→ **演習 1**: 伊達政宗の晩年に関する記事によると、政宗が家督を相続したのは何年ですか。
→ **演習 2**: 伊達政宗の晩年に関する記事から、"- 2022/07/29"を含む箇所で書き始め、"ないのではないかと思います。"の直後で終えて、その部分をそのまま出力してください。

→ **本文**:
-----
晩年の伊達政宗の姿 ~最期の様子や死因は?
- 2022/07/29
伊達政宗といえば、創作などではどうしても「若武者」として描かれがちな印象があります。その理由は単純で、主役に信長や家康を起用した場合、彼らの活躍した年代と年齢的なズレが発生してしまうからです。
また、政宗が老齢に差し掛かるころには、すでに江戸幕府のもとで各藩が支配されており、戦が起こっていなかったことも原因でしょう。そのため、政宗晩年の姿というものはあまり創作などで取り上げられず、必然的に知名度も一段落ちているように感じます。
そこで、この記事ではそうした政宗晩年の姿に着目し、彼の最期や死因についても詳しく解説していきたいと思います。
また、政宗が老齢に差し掛かるころには、すでに江戸幕府のもとで各藩が支配されており、戦が起こっていなかったことも原因でしょう。そのため、政宗晩年の姿というものはあまり創作などで取り上げられず、必然的に知名度も一段落ちているように感じます。
そこで、この記事ではそうした政宗晩年の姿に着目し、彼の最期や死因についても詳しく解説していきたいと思います。
【目次】
政宗の生涯における「晩年」とは
政宗の生涯を区分するにあたり、「晩年」とはいったいどの時期にあたるのでしょうか。まずは、そこから考えていきましょう。まず、政宗が永禄10年(1567)に生誕してから、天正12年(1584)に家督を相続するまでの期間で一つ目の区分をすることができます。ここに関しては、あまり異論もないのではないかと思います。
次は家督を相続してから、この期間の終わりをどこまでと区分するかが難しい問題になってきます。もちろんさまざまな意見があることとは思いますが、今回の記事では便宜上、慶長20年(1615)の豊臣が滅亡した大坂夏の陣の終結までを二つ目の区分として定義します。その理由としては、この期間は彼の生涯で「いくさ人」として働いている期間に相当するからです。
-----
→ **データ抜粋**:
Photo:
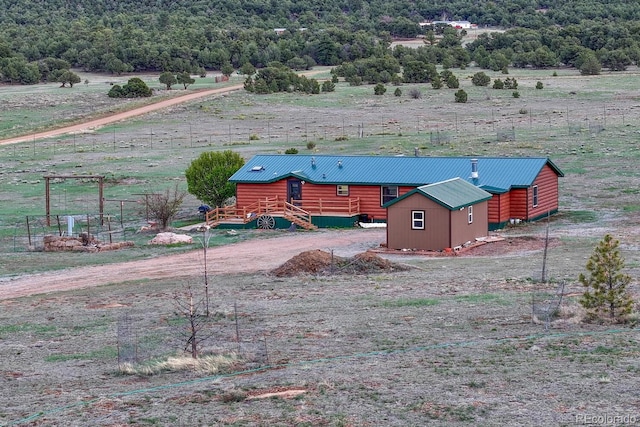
-----
→ **模範解答 1**: 天正12年(1584)です。

→ **模範解答 2**:
- 2022/07/29
伊達政宗といえば、創作などではどうしても「若武者」として描かれがちな印象があります。その理由は単純で、主役に信長や家康を起用した場合、彼らの活躍した年代と年齢的なズレが発生してしまうからです。
また、政宗が老齢に差し掛かるころには、すでに江戸幕府のもとで各藩が支配されており、戦が起こっていなかったことも原因でしょう。そのため、政宗晩年の姿というものはあまり創作などで取り上げられず、必然的に知名度も一段落ちているように感じます。
そこで、この記事ではそうした政宗晩年の姿に着目し、彼の最期や死因についても詳しく解説していきたいと思います。
また、政宗が老齢に差し掛かるころには、すでに江戸幕府のもとで各藩が支配されており、戦が起こっていなかったことも原因でしょう。そのため、政宗晩年の姿というものはあまり創作などで取り上げられず、必然的に知名度も一段落ちているように感じます。
そこで、この記事ではそうした政宗晩年の姿に着目し、彼の最期や死因についても詳しく解説していきたいと思います。
【目次】
政宗の生涯における「晩年」とは
政宗の生涯を区分するにあたり、「晩年」とはいったいどの時期にあたるのでしょうか。まずは、そこから考えていきましょう。まず、政宗が永禄10年(1567)に生誕してから、天正12年(1584)に家督を相続するまでの期間で一つ目の区分をすることができます。ここに関しては、あまり異論もないのではないかと思います。